### WHAT YOU SHOULD DO
Rewrite the records below, from the start up to and including the line with "left=121, top=488, right=169, bottom=600", with "Identify" replaced by "Locate" and nothing else changed. Leave the pictures out of your answer.

### DATASET EXCERPTS

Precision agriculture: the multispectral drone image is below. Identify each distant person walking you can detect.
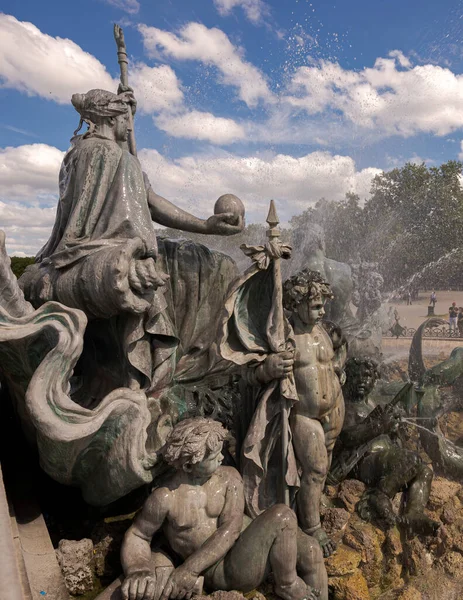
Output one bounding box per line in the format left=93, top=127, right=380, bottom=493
left=457, top=306, right=463, bottom=337
left=449, top=302, right=458, bottom=333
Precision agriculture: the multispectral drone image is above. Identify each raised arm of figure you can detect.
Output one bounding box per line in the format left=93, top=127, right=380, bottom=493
left=145, top=185, right=244, bottom=235
left=121, top=488, right=169, bottom=600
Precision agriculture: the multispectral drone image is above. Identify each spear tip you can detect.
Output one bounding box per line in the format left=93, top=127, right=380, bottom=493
left=266, top=200, right=280, bottom=227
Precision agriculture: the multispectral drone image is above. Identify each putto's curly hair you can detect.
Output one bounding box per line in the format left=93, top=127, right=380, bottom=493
left=162, top=417, right=228, bottom=469
left=283, top=269, right=334, bottom=310
left=344, top=357, right=381, bottom=398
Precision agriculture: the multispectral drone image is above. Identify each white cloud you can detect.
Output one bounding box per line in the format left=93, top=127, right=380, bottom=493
left=100, top=0, right=140, bottom=15
left=214, top=0, right=269, bottom=24
left=0, top=201, right=56, bottom=256
left=130, top=63, right=184, bottom=114
left=0, top=14, right=117, bottom=104
left=139, top=149, right=381, bottom=223
left=0, top=144, right=64, bottom=256
left=0, top=144, right=381, bottom=255
left=285, top=50, right=463, bottom=136
left=0, top=144, right=64, bottom=199
left=139, top=23, right=273, bottom=107
left=154, top=110, right=245, bottom=145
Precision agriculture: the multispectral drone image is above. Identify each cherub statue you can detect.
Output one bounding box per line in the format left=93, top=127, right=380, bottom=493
left=115, top=417, right=328, bottom=600
left=330, top=358, right=438, bottom=535
left=255, top=269, right=347, bottom=556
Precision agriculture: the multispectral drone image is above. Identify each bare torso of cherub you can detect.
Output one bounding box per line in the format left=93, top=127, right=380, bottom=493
left=162, top=467, right=230, bottom=559
left=292, top=324, right=342, bottom=421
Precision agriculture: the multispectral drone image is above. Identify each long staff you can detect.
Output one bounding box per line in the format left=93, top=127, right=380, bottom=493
left=267, top=200, right=290, bottom=506
left=114, top=23, right=137, bottom=156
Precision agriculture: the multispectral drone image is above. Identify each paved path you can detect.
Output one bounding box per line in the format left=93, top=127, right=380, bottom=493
left=386, top=290, right=463, bottom=329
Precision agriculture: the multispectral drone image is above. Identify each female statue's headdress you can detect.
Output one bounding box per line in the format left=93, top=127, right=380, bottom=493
left=71, top=90, right=129, bottom=136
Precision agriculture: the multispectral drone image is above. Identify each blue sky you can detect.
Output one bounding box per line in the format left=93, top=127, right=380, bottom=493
left=0, top=0, right=463, bottom=254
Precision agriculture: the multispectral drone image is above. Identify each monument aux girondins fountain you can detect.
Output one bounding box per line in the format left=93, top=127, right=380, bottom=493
left=0, top=26, right=463, bottom=600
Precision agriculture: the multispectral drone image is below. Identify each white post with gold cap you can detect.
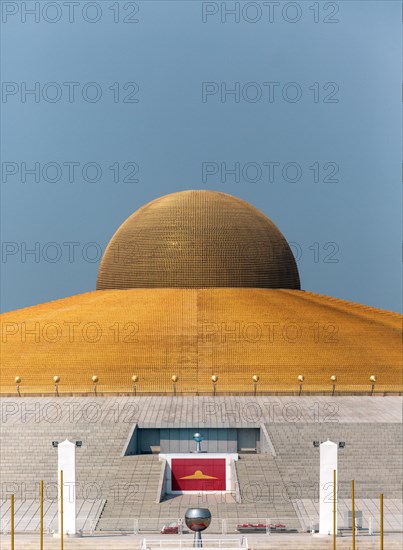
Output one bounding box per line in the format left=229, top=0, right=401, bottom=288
left=319, top=440, right=338, bottom=535
left=57, top=439, right=76, bottom=535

### SOLUTION TO THIS EXERCISE
Precision agriculture: the multispectral drone image is below. Locate each distant person walking you can detect.
Output one bounding box per line in the format left=93, top=127, right=380, bottom=493
left=457, top=306, right=463, bottom=337
left=449, top=302, right=458, bottom=333
Precision agriculture: the multispectral drone image is above. Locate each raised arm of figure you can detect.
Output one bounding box per line in the format left=93, top=127, right=380, bottom=493
left=145, top=185, right=244, bottom=235
left=121, top=488, right=169, bottom=600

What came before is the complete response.